To expand a little on estimates and confidence intervals:

Any statistic (mean, median, proportion) calculated from the study sample is only an estimate of the ‘true’ statistic we would get if we measured every person in the target population

If we started again and selected a different sample, we would get a slightly different statistic. For this reason, statistics calculated from samples should be reported with a confidence interval. For a 95% confidence interval – if you repeated your study 100 times, 95 times out of 100 the statistic would lie within the confidence intervals.^5-7

For example for 20 subjects, the mean FEV₁ and 95% confidence interval might be 60% – 80%. As the number of subjects increases the confidence interval decreases. If you measured 40 subjects, the mean FEV₁ might still be 70% or something close to it, but the confidence interval would be narrower, say 65% – 75%.

Figure 6. The confidence interval narrows (estimate becomes more precise) as the number of study subjects increases.

* Supplied records

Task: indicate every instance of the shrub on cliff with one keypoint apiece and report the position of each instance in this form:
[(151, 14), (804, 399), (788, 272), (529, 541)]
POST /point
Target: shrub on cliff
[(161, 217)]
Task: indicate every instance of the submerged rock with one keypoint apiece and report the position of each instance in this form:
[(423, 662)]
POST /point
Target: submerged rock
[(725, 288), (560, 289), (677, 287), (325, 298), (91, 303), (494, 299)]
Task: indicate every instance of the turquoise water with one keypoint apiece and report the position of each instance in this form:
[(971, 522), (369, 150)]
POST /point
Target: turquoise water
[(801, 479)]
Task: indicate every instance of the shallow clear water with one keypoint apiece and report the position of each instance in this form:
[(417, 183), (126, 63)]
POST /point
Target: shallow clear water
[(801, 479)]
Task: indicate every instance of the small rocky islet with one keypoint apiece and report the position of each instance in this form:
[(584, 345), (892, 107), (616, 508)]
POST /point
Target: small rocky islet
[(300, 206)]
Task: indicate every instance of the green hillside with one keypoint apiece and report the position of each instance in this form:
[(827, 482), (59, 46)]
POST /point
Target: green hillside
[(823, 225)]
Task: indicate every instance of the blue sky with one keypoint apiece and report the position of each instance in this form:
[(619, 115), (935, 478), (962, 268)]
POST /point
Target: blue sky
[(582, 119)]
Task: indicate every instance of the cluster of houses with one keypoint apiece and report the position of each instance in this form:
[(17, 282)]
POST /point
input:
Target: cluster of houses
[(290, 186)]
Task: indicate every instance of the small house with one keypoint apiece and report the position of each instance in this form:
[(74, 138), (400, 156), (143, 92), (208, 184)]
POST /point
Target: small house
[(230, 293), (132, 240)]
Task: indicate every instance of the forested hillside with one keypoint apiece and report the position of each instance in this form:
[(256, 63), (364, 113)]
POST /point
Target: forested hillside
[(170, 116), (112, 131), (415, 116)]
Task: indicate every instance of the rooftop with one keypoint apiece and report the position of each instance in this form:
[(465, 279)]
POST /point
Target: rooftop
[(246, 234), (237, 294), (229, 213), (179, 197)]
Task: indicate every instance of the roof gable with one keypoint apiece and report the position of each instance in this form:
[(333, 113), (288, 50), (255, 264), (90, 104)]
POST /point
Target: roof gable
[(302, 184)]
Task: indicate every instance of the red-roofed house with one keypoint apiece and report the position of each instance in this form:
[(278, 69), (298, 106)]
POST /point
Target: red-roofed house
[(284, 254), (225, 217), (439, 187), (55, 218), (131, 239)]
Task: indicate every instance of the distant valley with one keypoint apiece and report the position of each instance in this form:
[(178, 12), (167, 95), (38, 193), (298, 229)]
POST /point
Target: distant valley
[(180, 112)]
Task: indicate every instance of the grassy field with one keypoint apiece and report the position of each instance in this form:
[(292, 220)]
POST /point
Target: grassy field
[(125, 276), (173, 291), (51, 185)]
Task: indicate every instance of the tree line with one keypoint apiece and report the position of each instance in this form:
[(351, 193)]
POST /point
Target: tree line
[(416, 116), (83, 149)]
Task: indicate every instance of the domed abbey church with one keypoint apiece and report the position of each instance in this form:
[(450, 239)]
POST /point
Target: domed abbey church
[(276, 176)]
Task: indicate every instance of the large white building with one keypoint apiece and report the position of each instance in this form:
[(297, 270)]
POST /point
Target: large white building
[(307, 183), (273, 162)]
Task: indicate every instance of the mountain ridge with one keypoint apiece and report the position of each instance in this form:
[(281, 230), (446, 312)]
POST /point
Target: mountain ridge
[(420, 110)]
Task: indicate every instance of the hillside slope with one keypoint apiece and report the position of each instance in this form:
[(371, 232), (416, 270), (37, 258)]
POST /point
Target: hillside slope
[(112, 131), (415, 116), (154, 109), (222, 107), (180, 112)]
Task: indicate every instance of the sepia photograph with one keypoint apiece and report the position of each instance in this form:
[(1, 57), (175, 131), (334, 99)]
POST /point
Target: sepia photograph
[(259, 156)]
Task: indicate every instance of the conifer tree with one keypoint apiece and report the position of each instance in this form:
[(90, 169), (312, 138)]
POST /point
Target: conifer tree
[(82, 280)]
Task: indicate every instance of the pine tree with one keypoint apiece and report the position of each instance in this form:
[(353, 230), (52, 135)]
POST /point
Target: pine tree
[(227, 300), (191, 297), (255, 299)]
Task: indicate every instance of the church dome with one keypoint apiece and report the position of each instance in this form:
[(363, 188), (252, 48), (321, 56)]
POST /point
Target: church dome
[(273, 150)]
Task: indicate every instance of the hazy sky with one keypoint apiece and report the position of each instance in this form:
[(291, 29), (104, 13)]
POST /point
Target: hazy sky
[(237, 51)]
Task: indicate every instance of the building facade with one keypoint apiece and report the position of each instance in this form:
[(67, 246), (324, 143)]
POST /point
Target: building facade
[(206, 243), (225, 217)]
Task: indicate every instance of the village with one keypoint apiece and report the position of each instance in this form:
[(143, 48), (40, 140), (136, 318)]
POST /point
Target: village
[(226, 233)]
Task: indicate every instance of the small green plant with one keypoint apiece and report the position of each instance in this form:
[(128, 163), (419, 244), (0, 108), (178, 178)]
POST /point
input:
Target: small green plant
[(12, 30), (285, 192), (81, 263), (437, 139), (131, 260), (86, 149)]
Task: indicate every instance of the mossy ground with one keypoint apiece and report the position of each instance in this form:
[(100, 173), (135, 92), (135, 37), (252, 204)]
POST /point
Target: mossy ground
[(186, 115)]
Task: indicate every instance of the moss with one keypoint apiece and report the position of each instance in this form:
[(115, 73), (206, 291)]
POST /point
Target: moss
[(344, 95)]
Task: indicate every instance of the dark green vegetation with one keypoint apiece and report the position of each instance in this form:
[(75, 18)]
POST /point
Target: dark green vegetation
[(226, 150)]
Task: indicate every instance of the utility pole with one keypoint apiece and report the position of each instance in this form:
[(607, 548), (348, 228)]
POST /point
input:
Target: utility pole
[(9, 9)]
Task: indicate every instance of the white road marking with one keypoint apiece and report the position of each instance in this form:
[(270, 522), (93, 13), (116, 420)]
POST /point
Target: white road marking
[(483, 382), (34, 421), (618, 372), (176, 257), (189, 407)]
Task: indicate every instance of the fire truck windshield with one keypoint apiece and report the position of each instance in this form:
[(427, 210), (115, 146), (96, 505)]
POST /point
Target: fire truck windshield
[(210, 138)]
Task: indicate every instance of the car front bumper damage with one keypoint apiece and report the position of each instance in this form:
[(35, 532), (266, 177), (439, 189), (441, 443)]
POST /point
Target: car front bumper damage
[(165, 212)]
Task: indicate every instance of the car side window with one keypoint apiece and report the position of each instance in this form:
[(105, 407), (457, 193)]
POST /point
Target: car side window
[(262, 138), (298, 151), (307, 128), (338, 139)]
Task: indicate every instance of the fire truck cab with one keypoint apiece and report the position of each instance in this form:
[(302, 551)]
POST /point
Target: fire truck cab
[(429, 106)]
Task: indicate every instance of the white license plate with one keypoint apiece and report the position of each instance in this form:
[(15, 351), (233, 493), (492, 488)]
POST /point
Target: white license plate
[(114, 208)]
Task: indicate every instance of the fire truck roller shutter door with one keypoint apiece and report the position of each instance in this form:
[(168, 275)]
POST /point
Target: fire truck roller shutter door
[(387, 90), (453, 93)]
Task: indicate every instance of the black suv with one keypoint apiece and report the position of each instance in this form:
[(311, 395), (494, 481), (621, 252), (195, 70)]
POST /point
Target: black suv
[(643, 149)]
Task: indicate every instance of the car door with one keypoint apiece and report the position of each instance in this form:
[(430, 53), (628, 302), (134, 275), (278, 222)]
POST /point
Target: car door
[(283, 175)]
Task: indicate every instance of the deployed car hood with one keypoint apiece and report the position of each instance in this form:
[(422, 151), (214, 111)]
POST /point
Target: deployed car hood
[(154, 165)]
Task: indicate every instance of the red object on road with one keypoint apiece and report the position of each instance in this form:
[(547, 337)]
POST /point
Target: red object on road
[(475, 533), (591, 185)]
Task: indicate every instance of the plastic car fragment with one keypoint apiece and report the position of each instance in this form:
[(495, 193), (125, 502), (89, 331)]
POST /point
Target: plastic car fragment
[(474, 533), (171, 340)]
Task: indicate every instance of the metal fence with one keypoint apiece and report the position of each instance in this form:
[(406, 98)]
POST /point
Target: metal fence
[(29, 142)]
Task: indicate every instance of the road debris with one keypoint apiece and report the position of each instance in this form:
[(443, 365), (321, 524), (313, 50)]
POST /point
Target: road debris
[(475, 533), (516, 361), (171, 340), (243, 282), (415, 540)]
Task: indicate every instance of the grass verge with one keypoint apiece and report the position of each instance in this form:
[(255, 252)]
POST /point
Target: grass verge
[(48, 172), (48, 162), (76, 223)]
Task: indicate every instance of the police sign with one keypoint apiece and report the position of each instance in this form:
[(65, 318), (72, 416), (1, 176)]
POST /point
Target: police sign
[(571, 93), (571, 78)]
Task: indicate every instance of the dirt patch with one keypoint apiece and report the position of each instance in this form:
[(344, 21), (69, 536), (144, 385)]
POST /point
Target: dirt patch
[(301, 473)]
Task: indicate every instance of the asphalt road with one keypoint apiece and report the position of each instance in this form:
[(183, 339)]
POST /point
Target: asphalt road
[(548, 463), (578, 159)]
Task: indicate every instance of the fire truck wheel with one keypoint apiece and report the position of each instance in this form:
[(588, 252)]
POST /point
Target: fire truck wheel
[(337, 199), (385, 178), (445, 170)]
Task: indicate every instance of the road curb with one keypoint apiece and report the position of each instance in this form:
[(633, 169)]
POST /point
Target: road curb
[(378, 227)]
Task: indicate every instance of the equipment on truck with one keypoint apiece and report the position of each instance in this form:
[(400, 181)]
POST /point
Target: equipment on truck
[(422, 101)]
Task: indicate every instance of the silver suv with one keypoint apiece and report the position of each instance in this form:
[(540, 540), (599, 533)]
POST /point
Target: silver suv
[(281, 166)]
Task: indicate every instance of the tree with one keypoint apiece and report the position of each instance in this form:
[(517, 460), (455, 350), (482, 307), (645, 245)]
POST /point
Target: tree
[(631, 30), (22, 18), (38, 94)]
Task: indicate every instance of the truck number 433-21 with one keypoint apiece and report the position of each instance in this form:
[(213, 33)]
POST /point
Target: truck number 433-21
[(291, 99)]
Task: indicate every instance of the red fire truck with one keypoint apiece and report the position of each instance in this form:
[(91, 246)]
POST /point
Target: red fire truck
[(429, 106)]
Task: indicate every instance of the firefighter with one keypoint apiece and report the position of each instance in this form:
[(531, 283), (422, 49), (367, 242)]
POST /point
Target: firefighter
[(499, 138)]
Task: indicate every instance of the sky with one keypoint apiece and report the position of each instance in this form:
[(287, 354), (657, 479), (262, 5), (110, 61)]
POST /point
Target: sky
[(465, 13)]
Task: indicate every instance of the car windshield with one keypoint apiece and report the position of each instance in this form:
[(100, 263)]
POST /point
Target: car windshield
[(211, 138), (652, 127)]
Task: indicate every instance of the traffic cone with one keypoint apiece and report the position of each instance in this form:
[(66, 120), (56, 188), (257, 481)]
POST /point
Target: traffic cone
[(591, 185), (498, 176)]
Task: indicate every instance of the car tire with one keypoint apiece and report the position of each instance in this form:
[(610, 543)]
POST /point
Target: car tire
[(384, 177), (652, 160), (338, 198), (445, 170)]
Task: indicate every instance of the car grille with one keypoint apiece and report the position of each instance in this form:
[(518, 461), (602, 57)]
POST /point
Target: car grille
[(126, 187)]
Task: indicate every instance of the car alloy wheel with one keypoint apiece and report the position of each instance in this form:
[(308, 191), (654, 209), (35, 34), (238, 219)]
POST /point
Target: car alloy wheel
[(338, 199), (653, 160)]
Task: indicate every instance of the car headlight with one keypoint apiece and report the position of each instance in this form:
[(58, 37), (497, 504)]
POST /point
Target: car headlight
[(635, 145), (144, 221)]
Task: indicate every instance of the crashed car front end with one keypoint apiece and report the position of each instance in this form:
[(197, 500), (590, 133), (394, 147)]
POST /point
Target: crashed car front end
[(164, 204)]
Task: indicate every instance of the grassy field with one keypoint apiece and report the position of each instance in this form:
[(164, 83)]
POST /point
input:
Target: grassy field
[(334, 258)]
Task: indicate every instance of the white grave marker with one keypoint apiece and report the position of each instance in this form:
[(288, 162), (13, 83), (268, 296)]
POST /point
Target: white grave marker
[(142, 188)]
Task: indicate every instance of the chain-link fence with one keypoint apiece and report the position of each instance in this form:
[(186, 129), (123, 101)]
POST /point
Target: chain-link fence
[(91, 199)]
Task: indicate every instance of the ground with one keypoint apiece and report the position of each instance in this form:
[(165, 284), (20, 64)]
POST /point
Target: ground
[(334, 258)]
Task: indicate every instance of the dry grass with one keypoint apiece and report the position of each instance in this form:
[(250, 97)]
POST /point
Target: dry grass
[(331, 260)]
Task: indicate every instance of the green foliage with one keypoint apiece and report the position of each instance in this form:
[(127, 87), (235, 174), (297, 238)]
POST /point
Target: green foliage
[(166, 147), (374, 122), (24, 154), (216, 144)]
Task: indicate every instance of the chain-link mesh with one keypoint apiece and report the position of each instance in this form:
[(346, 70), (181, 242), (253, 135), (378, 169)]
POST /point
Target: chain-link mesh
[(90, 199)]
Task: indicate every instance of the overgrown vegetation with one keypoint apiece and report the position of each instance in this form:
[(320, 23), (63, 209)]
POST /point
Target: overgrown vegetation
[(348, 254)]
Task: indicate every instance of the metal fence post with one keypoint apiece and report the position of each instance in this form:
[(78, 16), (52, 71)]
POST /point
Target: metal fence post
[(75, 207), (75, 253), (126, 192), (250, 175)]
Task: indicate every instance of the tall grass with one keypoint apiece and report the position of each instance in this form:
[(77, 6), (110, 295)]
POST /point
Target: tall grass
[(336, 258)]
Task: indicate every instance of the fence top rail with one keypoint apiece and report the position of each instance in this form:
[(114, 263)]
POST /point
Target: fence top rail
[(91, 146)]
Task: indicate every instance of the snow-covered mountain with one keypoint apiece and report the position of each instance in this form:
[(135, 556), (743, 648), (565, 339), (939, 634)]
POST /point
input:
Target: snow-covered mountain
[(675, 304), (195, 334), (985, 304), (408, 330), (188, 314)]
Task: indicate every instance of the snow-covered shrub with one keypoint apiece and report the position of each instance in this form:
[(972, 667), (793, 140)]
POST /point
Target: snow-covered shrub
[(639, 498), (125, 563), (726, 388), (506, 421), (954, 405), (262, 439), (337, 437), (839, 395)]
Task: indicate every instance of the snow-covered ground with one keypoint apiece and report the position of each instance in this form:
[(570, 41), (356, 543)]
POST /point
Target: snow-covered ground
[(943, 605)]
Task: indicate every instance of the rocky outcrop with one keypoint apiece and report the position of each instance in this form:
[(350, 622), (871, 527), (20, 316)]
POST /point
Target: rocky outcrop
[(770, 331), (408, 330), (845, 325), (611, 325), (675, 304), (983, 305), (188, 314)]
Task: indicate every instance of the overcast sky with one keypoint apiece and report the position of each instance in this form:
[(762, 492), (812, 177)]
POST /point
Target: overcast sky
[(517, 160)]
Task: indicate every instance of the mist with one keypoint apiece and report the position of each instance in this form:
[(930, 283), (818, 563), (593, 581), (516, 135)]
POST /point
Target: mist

* Exercises
a. Answer from the passage on confidence intervals above:
(i) Which three statistics does it give as examples of what can be calculated from a study sample?
(ii) What should statistics calculated from samples be reported with?
(iii) What narrower 95% confidence interval does it suggest for 40 subjects?
b. Write out the part of the confidence-interval passage above, starting with "If we started" and going on through "say 65% – 75%.".
c. Take the text on estimates and confidence intervals further, picking up after its last sentence.

* Answers below
a.
(i) Mean, median and proportion.
(ii) A confidence interval.
(iii) 65% – 75%.

b.
If we started again and selected a different sample, we would get a slightly different statistic. For this reason, statistics calculated from samples should be reported with a confidence interval. For a 95% confidence interval – if you repeated your study 100 times, 95 times out of 100 the statistic would lie within the confidence intervals.^5-7

For example for 20 subjects, the mean FEV₁ and 95% confidence interval might be 60% – 80%. As the number of subjects increases the confidence interval decreases. If you measured 40 subjects, the mean FEV₁ might still be 70% or something close to it, but the confidence interval would be narrower, say 65% – 75%.

c.
Clustering

Valid conclusions assume that the study sample constitutes a random sample. Everitt¹ defines a random sample as:

‘….a sample of n individuals selected from a population in such a say that each sample of the same size is equally likely’. ¹

For example, in the diagram, if the blue circle represents the sampling frame, and the red dots represent subjects in your study, your comparisons assume the first picture, not the second.

Figure 7. Random sample and clustered sample

If there is clustering:

Firstly, the results will be biased – because the sample is not representative. You may have selected subjects who are sicker, older, younger, richer, poorer, or different in some other attribute, than the average in the target population. Similar comments apply to any control or reference group.

OR it may be possible to adjust for clustering in analysis – you can use techniques like stratifying your study subjects, or more sophisticated techniques which are outside the scope of this article.

Practical calculation of sample size

Calculating sample size is a whole field of study in itself, but in its basic form is easy. For example, in a cross sectional study, you might wish to measure the proportion of mothers at a particular hospital who deliver by caesarean section. How many mothers do you need to assess for mode of delivery to obtain a reasonably accurate or precise estimate?

You might want to know if term babies born by caesarean section are of ‘normal’ mean birth-weight. You may already know what a normal birth-weight is for Australian born babies.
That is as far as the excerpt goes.